Eden Stone Co., Inc. v. Oakfield Stone Co., Inc.

Decision Date11 December 1991
Docket NumberNo. 91-0332,91-0332
Citation479 N.W.2d 557,166 Wis.2d 105
PartiesEDEN STONE COMPANY, INC., Plaintiff-Respondent, v. OAKFIELD STONE COMPANY, INC., Defendant-Appellant. d
CourtWisconsin Court of Appeals

Steven P. Sager and John R. Emery of Sager, Pavlick & Wirtz, S.C., Fond du Lac, for plaintiff-respondent.

Before NETTESHEIM, P.J., and ANDERSON and SNYDER, JJ.

NETTESHEIM, Presiding Judge.

Oakfield Stone Company, Inc. (Oakfield) appeals from a judgment awarding Eden Stone Company, Inc. (Eden) $347,401. The judgment resulted from a jury determination that Oakfield tortiously converted a quantity of Niagara Dolomite stone located on the property of Daniel and Wendy Schraufnagel. Eden had previously acquired the right to quarry this stone by a lease agreement with the Schraufnagels. We affirm the judgment.

Eden and Oakfield are competitors in the quarrying and sale of various types of building stone. They operate adjacent quarries on separate parcels in Fond du Lac county. Both companies quarry and market a unique and valuable form of Niagara Dolomite stone known as "holey boulders." These boulders are found on a large ledge known as the Niagara Escarpment which runs through the area of Fond du Lac county where both Eden and Oakfield conduct their quarrying operations.

Oakfield originally quarried holey boulders on the Schraufnagel farm during the 1960's and 1970's. Thereafter, Oakfield ceased this operation, and, in 1975, Eden began quarrying these boulders on the Schraufnagel farm under a lease agreement which gave Eden exclusive quarrying rights. 1 In 1983, Eden and the Schraufnagels renewed this lease arrangement. This lease carried a five-year term with renewal option provisions. This lease was in effect when Oakfield quarried and removed the holey boulders at issue in this case from the Schraufnagel farm.

In May 1987, Eden and Oakfield were competing for the award of a contract on an Illinois construction contract. Oakfield was awarded the contract. In June 1987, Dan Rademann, an Oakfield representative, approached Daniel Schraufnagel and advised that Oakfield had an order for holey boulders which it could not satisfy from its existing quarrying operations. Rademann asked if Oakfield could quarry holey boulders from the Schraufnagel farm. As a result, Schraufnagel and Rademann orally agreed that Oakfield could do so and Oakfield began its operations on the Schraufnagel site in July 1987. Schraufnagel testified that at the time this agreement was struck, Rademann knew of Eden's prior quarrying rights under the 1983 lease between Eden and the Schraufnagels.

Eden learned of Oakfield's quarrying operation on the Schraufnagel site in October 1987. Eden contacted the Fond du Lac County Sheriff's Department which instructed Oakfield to stay off the Schraufnagel property. In November 1987, Eden commenced this action for tortious conversion against Oakfield. 2 We will recite additional facts as we discuss the issues.

(Raw records)

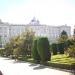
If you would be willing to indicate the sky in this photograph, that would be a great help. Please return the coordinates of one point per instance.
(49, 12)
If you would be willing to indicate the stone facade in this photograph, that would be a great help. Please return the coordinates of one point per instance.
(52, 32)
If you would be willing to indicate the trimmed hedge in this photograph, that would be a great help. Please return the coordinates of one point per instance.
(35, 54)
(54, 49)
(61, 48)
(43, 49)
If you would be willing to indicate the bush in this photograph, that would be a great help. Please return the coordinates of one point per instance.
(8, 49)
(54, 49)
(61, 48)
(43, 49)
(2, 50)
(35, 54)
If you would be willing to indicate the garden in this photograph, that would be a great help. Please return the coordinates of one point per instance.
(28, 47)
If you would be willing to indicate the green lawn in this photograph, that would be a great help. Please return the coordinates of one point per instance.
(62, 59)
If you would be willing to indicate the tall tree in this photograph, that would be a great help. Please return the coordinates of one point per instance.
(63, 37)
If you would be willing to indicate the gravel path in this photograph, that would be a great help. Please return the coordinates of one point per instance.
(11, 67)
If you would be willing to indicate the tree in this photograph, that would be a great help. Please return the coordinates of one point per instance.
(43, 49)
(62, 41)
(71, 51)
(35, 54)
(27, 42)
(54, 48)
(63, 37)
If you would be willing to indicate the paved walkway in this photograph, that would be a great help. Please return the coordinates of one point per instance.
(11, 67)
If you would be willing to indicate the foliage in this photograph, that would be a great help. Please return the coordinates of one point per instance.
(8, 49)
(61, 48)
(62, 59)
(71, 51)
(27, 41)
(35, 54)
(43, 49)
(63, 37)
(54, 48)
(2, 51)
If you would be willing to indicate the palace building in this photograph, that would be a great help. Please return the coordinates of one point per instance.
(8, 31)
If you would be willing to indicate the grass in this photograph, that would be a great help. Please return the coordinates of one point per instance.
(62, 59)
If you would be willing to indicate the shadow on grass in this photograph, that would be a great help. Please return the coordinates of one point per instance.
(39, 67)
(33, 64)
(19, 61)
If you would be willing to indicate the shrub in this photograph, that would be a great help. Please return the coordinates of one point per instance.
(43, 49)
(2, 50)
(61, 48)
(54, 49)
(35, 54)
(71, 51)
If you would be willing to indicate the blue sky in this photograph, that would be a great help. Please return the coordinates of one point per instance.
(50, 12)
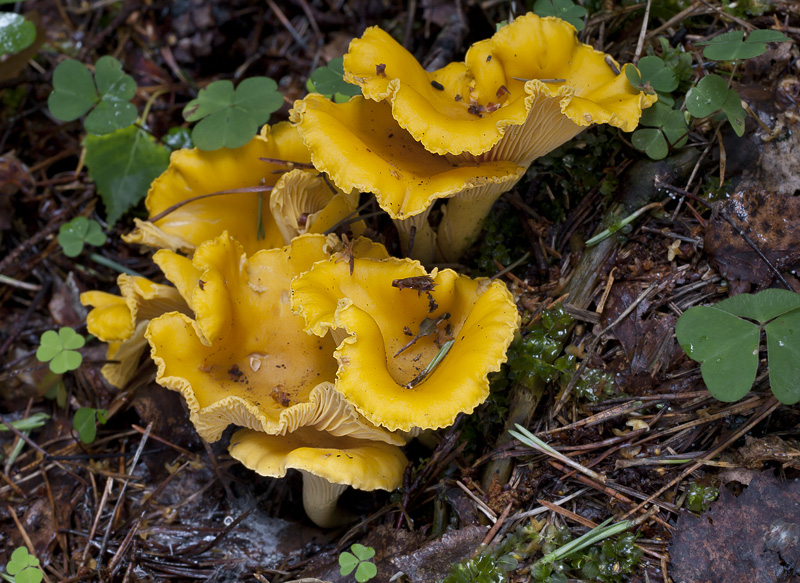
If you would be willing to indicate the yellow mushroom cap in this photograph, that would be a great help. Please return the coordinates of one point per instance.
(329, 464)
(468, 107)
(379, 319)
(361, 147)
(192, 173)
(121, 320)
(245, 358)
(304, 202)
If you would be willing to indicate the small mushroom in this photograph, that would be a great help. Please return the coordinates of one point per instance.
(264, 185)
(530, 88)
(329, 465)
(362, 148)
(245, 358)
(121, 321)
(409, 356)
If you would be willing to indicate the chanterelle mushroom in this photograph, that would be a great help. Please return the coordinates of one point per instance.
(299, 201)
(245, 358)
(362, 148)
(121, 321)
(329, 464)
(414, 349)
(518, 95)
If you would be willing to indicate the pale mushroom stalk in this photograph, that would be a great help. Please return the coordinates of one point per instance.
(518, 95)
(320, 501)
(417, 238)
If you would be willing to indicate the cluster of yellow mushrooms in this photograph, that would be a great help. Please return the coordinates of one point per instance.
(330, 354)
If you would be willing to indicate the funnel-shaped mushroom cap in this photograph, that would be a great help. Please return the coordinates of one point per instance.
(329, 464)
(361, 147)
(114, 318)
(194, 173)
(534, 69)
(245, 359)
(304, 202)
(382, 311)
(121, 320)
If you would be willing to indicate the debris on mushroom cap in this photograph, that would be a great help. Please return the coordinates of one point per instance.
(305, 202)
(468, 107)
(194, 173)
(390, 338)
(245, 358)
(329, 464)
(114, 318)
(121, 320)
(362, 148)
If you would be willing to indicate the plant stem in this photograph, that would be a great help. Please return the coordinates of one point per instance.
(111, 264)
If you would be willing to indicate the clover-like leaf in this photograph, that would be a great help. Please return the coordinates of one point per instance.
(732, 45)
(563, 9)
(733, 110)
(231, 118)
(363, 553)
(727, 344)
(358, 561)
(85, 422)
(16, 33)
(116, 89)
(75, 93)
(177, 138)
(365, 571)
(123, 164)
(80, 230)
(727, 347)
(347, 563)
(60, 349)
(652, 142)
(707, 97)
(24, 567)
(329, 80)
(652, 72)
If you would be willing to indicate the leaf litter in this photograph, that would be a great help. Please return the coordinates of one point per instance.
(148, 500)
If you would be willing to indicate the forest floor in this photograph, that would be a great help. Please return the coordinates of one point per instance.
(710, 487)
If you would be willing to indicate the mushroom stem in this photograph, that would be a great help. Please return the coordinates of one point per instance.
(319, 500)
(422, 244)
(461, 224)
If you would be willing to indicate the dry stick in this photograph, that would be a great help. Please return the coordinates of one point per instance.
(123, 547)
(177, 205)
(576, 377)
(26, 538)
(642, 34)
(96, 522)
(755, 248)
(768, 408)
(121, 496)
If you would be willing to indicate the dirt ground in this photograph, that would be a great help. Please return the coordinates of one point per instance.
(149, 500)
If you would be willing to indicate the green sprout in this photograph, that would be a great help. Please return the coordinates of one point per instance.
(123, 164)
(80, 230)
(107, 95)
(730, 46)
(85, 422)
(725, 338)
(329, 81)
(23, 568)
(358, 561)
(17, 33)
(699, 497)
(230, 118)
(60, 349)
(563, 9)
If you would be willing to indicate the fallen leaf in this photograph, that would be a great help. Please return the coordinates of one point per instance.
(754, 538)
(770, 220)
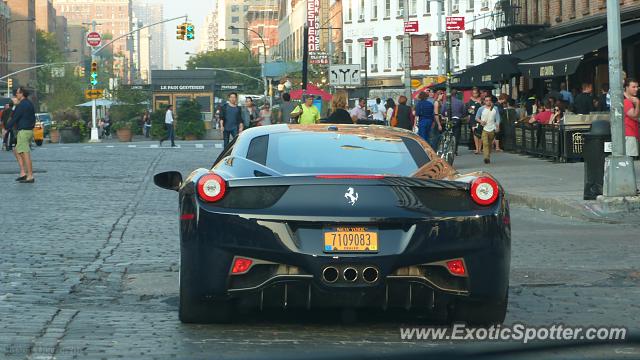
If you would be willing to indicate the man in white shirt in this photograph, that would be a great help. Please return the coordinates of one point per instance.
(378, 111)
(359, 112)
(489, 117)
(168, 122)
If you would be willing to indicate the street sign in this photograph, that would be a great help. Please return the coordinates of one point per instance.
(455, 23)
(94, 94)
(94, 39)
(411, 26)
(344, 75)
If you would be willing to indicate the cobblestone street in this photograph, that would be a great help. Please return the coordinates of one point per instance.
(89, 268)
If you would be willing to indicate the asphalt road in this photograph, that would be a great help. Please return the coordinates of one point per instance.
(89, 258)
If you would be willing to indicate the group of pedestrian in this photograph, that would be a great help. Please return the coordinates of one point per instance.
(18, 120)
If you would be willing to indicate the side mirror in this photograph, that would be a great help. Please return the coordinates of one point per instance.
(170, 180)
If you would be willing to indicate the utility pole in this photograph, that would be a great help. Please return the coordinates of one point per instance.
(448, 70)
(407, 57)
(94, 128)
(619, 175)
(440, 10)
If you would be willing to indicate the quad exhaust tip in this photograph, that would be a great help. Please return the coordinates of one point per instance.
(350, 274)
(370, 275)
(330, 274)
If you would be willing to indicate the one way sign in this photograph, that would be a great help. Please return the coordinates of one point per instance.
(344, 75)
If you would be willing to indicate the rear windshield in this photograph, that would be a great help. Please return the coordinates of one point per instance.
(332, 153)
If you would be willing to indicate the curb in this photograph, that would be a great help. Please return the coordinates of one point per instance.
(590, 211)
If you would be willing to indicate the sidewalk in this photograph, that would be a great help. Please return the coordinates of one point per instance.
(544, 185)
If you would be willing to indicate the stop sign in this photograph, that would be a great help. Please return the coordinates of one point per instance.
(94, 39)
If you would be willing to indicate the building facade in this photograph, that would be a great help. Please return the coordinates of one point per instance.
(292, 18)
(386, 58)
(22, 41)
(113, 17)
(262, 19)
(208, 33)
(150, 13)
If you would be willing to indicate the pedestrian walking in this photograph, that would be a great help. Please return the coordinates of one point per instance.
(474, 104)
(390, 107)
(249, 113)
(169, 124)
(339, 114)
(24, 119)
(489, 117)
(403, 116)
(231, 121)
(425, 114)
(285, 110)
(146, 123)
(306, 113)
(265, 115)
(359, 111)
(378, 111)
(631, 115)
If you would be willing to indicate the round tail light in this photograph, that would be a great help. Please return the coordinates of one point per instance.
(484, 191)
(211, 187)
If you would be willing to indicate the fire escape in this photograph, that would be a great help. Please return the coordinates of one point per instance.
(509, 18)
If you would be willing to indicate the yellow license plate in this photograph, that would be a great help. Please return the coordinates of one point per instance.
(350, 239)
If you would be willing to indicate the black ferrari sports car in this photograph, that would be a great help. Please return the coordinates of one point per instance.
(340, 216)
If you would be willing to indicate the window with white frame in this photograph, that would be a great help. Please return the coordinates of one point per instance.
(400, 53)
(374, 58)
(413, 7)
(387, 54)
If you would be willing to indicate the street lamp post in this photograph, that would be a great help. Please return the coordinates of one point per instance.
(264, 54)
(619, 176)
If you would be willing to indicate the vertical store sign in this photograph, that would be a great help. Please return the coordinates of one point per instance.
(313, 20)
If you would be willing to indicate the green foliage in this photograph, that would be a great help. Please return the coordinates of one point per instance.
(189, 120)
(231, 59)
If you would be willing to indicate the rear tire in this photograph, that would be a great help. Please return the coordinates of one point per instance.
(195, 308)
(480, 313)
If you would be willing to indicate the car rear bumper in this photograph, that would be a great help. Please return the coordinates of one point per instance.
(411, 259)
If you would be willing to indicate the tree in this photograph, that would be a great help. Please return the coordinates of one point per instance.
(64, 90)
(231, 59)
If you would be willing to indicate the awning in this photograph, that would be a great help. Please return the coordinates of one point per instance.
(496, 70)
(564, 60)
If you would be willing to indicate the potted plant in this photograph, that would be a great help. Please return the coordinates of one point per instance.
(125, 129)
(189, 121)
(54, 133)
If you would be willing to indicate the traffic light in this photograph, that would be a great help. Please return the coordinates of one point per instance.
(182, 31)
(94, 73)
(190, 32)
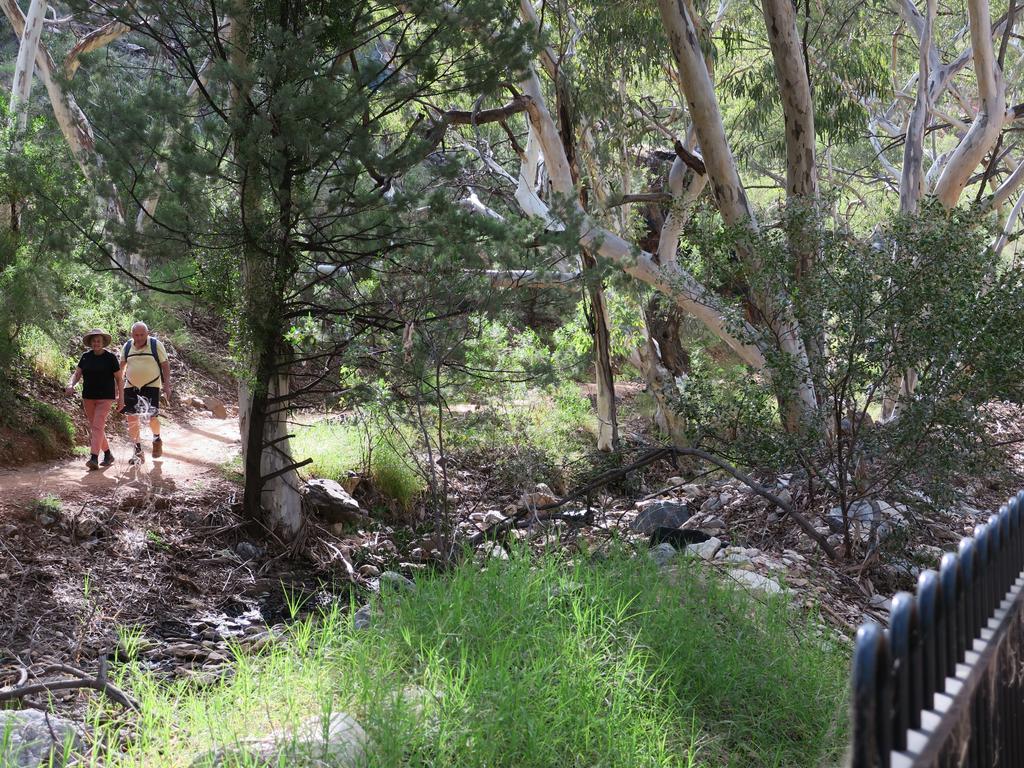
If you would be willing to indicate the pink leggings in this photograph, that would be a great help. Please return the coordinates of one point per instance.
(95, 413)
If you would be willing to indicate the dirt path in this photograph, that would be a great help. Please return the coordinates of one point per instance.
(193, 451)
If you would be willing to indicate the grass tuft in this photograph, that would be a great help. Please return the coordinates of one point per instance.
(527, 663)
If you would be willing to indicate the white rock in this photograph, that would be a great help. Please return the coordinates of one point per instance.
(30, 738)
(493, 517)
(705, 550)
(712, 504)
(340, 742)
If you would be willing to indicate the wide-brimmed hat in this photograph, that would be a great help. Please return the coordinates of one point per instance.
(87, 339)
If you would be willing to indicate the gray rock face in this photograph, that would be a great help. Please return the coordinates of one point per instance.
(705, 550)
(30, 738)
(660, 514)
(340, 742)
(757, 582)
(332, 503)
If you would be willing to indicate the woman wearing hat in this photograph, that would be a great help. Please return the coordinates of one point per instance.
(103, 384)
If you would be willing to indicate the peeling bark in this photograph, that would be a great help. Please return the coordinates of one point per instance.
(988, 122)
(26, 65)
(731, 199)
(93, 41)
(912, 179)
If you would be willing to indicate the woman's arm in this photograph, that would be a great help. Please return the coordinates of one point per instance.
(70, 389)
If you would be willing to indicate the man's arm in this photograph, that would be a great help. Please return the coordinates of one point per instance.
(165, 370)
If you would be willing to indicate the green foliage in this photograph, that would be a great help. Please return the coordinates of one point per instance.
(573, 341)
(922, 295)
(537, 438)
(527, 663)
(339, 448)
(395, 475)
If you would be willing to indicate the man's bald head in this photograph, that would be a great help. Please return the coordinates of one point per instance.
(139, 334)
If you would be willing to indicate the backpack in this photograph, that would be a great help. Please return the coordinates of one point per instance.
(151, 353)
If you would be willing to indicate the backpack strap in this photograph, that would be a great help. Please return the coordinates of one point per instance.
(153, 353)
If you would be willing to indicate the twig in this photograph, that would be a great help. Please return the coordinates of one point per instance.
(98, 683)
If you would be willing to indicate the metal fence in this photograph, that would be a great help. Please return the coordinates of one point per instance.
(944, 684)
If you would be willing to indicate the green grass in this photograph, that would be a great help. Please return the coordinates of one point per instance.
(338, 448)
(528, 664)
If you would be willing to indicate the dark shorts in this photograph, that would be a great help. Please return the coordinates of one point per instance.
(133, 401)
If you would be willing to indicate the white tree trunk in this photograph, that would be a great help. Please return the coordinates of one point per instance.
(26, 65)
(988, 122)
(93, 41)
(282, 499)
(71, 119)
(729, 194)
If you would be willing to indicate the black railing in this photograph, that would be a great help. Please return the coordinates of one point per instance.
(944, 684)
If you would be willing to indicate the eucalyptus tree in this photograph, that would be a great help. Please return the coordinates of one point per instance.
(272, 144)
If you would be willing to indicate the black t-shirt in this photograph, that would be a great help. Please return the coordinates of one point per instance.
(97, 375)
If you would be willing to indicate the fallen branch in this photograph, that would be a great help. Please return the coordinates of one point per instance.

## Written request 1
Name the judges of the panel that heard the case in the court opinion.
## Written request 2
According to the court opinion, in what month and year did Eden learn of Oakfield's quarrying operation on the Schraufnagel site?
The records come from a different source than the court opinion.

## Worked answer 1
Nettesheim, Anderson, and Snyder

## Worked answer 2
October 1987